* **Description of the task**
Starting at the line that has "Target: red storage box" and continuing through the end of the items, give each line as a Markdown table with the columns Number and Text, skipping blank lines. Leave the pictures out.

— begin Data to process —

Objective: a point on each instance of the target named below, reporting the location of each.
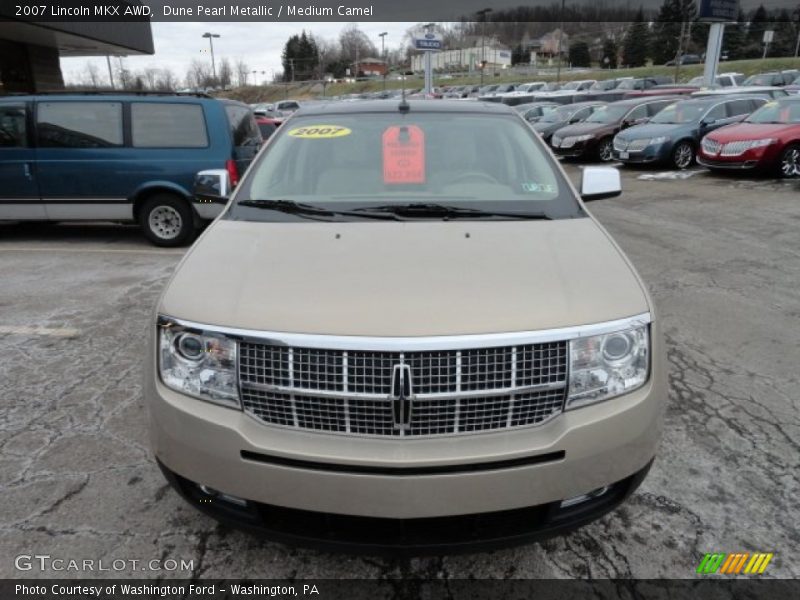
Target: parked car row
(721, 131)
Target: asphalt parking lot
(721, 256)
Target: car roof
(392, 106)
(642, 100)
(116, 97)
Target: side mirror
(212, 186)
(600, 182)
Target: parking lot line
(86, 250)
(38, 331)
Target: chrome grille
(710, 146)
(734, 148)
(638, 145)
(453, 391)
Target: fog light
(584, 497)
(216, 494)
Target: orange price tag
(403, 155)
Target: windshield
(560, 114)
(608, 114)
(776, 112)
(680, 112)
(603, 85)
(370, 159)
(759, 80)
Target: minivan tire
(167, 220)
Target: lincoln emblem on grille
(401, 397)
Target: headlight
(202, 365)
(604, 366)
(761, 143)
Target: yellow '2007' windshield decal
(320, 132)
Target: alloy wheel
(683, 156)
(165, 222)
(790, 162)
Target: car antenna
(403, 106)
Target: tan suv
(405, 334)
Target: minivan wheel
(605, 150)
(790, 161)
(167, 220)
(683, 155)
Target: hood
(651, 130)
(752, 131)
(404, 279)
(546, 128)
(584, 128)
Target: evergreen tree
(300, 58)
(758, 25)
(579, 55)
(635, 47)
(785, 36)
(610, 52)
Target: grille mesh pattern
(350, 392)
(428, 417)
(710, 146)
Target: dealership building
(30, 50)
(465, 59)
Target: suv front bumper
(513, 482)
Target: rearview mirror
(600, 182)
(212, 186)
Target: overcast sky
(258, 44)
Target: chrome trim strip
(416, 344)
(542, 387)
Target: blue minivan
(119, 157)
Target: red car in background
(267, 125)
(768, 141)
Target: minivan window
(79, 124)
(244, 130)
(168, 125)
(12, 126)
(407, 157)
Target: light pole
(560, 37)
(211, 37)
(482, 14)
(383, 56)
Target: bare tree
(355, 45)
(150, 77)
(242, 70)
(166, 81)
(92, 75)
(225, 73)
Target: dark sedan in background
(672, 136)
(563, 116)
(532, 112)
(594, 137)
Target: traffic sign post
(429, 42)
(716, 12)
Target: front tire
(789, 165)
(605, 150)
(683, 155)
(167, 220)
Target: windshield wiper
(443, 211)
(298, 208)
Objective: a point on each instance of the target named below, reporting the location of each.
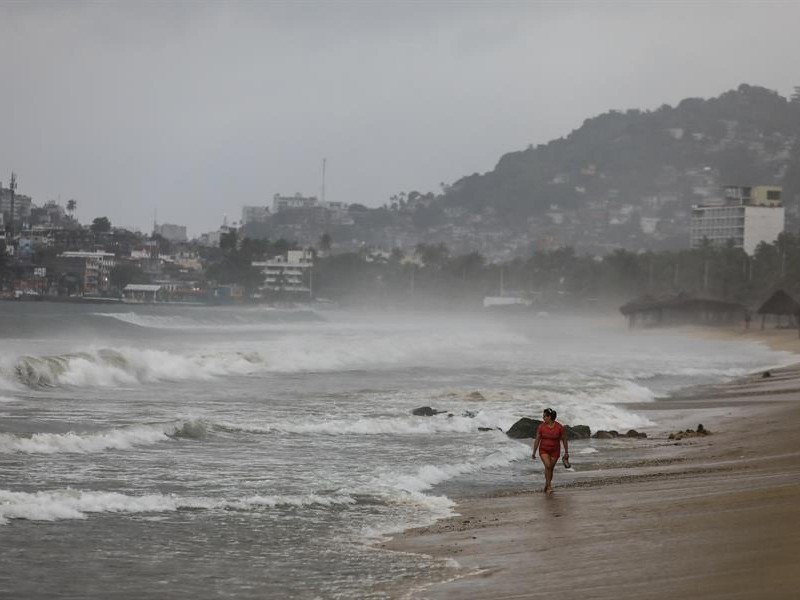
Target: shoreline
(703, 516)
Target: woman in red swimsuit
(549, 438)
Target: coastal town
(704, 200)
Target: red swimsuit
(550, 439)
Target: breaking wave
(76, 504)
(127, 366)
(123, 438)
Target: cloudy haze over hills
(198, 108)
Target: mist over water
(250, 452)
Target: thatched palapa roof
(780, 303)
(680, 302)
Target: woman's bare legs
(549, 463)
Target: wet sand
(706, 517)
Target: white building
(173, 233)
(290, 273)
(255, 214)
(280, 203)
(93, 267)
(748, 216)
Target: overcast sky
(197, 108)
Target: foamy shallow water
(250, 452)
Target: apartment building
(746, 215)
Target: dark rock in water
(578, 432)
(425, 411)
(635, 434)
(679, 435)
(524, 428)
(604, 435)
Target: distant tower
(324, 164)
(13, 187)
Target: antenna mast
(13, 187)
(324, 164)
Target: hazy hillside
(597, 184)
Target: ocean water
(164, 452)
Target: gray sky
(199, 108)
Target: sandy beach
(706, 517)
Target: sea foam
(78, 504)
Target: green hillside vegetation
(745, 136)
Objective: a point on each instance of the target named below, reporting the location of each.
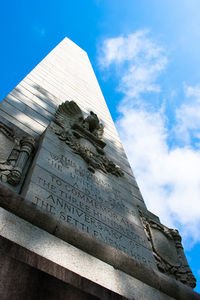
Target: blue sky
(146, 57)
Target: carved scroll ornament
(168, 251)
(75, 128)
(14, 154)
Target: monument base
(39, 265)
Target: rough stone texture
(79, 201)
(33, 284)
(60, 183)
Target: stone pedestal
(73, 221)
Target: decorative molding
(168, 250)
(11, 168)
(85, 137)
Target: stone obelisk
(73, 221)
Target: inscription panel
(101, 187)
(68, 204)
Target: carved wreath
(168, 250)
(74, 126)
(11, 168)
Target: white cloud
(168, 178)
(188, 115)
(138, 59)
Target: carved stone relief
(168, 250)
(85, 137)
(14, 153)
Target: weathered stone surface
(56, 256)
(80, 187)
(16, 149)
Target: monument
(74, 224)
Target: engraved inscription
(68, 204)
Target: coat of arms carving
(168, 250)
(14, 153)
(84, 135)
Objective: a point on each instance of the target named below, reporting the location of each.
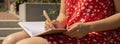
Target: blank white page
(33, 28)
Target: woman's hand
(78, 30)
(54, 23)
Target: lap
(33, 40)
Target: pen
(47, 17)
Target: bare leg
(15, 37)
(33, 40)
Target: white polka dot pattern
(86, 11)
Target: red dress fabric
(87, 11)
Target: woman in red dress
(86, 21)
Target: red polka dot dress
(87, 11)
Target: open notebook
(37, 28)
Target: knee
(9, 39)
(33, 40)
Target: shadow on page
(37, 28)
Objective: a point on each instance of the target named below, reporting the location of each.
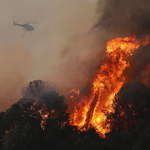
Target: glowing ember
(91, 110)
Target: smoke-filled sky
(42, 53)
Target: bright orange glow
(92, 109)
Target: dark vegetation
(20, 125)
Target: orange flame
(92, 110)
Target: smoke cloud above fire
(40, 54)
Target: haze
(40, 54)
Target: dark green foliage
(20, 125)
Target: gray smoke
(125, 17)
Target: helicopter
(26, 26)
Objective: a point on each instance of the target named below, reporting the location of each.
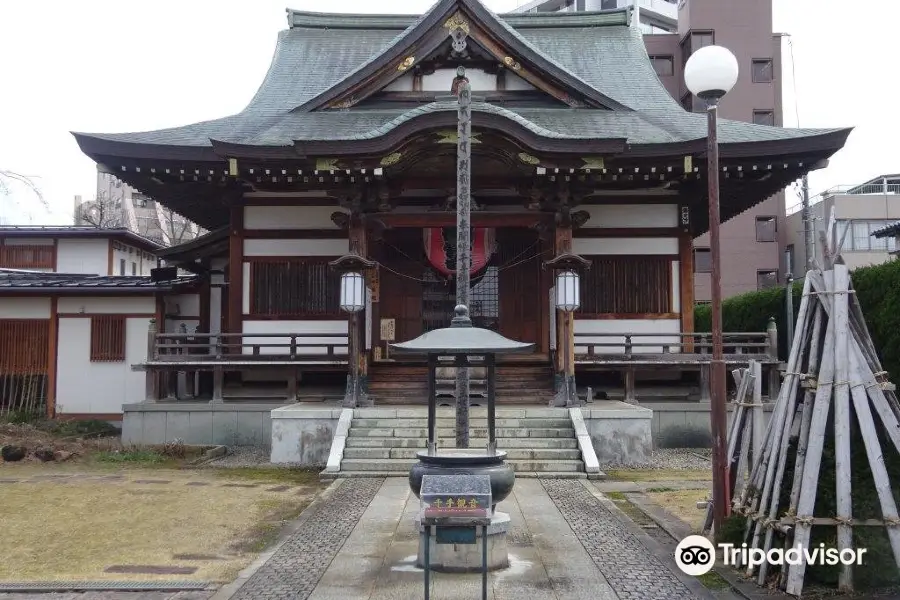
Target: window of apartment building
(764, 117)
(294, 288)
(766, 228)
(702, 260)
(694, 41)
(663, 65)
(107, 338)
(692, 103)
(766, 279)
(762, 70)
(859, 238)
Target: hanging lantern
(568, 297)
(353, 296)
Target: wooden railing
(230, 347)
(600, 347)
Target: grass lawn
(76, 529)
(682, 504)
(661, 475)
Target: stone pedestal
(466, 558)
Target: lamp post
(568, 299)
(353, 300)
(709, 74)
(353, 269)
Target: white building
(75, 307)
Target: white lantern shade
(353, 292)
(711, 72)
(568, 294)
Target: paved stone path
(632, 571)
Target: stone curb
(698, 589)
(229, 590)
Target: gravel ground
(669, 458)
(243, 456)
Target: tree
(104, 212)
(10, 179)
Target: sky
(117, 65)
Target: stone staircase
(540, 442)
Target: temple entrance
(508, 294)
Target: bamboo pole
(841, 387)
(813, 462)
(783, 423)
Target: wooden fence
(24, 364)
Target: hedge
(878, 290)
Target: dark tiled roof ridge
(313, 20)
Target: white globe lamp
(711, 72)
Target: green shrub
(683, 436)
(878, 290)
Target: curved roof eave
(433, 18)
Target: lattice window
(622, 285)
(107, 338)
(295, 288)
(26, 257)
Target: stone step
(444, 423)
(404, 465)
(505, 443)
(536, 454)
(476, 432)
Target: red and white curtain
(437, 244)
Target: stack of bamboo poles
(832, 362)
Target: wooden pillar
(52, 351)
(236, 270)
(686, 283)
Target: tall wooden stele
(463, 250)
(832, 363)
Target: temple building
(349, 147)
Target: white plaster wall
(112, 305)
(24, 308)
(296, 247)
(290, 327)
(514, 82)
(401, 84)
(184, 305)
(98, 387)
(83, 256)
(625, 246)
(676, 286)
(631, 215)
(289, 217)
(609, 327)
(27, 242)
(442, 80)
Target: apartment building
(751, 241)
(861, 212)
(117, 204)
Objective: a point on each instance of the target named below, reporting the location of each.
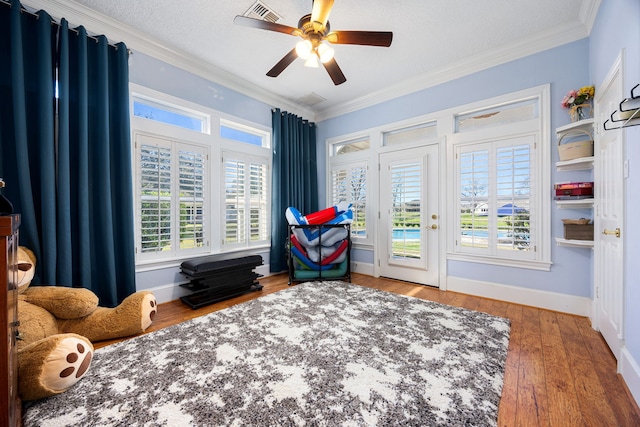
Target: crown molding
(491, 58)
(97, 23)
(589, 12)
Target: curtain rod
(53, 22)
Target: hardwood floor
(559, 371)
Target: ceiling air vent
(260, 10)
(311, 99)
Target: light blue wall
(565, 68)
(617, 27)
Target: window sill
(503, 262)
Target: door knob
(611, 232)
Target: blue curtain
(73, 168)
(294, 177)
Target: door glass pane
(474, 199)
(406, 192)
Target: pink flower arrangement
(577, 97)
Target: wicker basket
(581, 221)
(580, 112)
(575, 149)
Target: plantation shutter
(234, 179)
(349, 183)
(191, 193)
(155, 195)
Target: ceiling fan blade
(335, 72)
(283, 63)
(320, 12)
(266, 25)
(367, 38)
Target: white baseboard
(362, 268)
(630, 371)
(571, 304)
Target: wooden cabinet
(10, 413)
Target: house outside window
(349, 177)
(498, 185)
(202, 180)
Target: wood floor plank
(594, 403)
(564, 407)
(547, 353)
(532, 395)
(508, 410)
(605, 366)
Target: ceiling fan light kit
(314, 29)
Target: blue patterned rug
(315, 354)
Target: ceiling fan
(314, 29)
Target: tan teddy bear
(58, 325)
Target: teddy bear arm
(62, 302)
(36, 323)
(133, 316)
(52, 365)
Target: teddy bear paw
(67, 363)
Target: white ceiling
(434, 40)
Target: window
(171, 182)
(170, 114)
(495, 206)
(246, 200)
(197, 191)
(349, 183)
(500, 185)
(245, 134)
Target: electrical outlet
(626, 168)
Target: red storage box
(574, 190)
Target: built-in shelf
(586, 124)
(583, 163)
(574, 129)
(575, 204)
(574, 243)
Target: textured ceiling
(432, 39)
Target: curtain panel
(66, 151)
(294, 179)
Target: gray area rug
(315, 354)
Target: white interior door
(408, 247)
(609, 219)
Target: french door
(408, 242)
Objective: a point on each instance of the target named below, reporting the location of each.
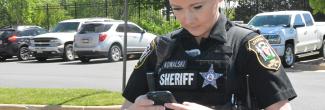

— end Data to process —

* **Exercise solution**
| Number | Text |
|---|---|
| 1 | Target: red storage box |
| 2 | (574, 190) |
| 3 | Target: built-in shelf |
| 4 | (586, 124) |
| 5 | (583, 163) |
| 6 | (574, 129) |
| 7 | (575, 204) |
| 8 | (574, 243) |
| 9 | Target: textured ceiling |
| 10 | (432, 39) |
| 11 | Target: curtain panel |
| 12 | (66, 151) |
| 13 | (294, 179) |
| 14 | Target: gray area rug |
| 15 | (315, 354) |
| 16 | Target: white interior door |
| 17 | (408, 247) |
| 18 | (609, 219) |
| 19 | Target: french door |
| 20 | (408, 242) |
| 21 | Objective: a point on each instance of the target named below, reporting the location of each. |